TASK DIRECTIONS:
Count the lines in the records below that contain the string "clip", treating uppercase and lowercase as different. Reply with the number alone.

[Collected data entries]
>> Begin

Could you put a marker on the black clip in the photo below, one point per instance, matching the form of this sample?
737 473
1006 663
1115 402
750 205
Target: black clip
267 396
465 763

>> End
>> Begin

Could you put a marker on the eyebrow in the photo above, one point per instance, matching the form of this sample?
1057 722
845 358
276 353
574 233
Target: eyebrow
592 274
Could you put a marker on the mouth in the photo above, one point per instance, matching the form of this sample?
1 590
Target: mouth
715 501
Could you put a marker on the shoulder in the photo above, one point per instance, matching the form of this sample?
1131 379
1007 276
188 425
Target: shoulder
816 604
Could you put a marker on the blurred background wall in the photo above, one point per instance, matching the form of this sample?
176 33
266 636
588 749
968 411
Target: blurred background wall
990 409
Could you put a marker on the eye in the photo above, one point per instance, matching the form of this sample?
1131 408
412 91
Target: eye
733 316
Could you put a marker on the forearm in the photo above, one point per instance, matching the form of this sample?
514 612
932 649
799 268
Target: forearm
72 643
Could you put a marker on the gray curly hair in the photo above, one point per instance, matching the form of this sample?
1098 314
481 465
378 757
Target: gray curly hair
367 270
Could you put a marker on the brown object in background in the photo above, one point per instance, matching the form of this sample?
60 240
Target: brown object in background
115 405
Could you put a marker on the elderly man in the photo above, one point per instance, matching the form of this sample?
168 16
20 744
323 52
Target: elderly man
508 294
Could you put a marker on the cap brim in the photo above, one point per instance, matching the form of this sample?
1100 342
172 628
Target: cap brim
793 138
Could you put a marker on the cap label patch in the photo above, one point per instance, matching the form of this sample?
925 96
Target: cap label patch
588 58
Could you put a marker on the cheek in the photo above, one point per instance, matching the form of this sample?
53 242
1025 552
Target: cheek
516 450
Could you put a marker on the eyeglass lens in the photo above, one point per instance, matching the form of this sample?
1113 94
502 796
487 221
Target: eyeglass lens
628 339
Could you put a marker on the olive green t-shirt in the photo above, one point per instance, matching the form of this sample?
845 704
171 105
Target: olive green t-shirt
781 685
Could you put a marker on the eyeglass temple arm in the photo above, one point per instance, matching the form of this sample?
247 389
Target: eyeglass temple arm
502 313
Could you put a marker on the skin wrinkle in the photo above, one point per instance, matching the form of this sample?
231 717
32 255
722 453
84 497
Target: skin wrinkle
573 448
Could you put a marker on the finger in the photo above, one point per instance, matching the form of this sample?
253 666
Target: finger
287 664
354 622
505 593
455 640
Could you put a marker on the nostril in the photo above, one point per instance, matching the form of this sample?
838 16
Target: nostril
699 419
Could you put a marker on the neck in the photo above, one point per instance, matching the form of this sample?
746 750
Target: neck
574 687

>> End

WORKED SOLUTION:
2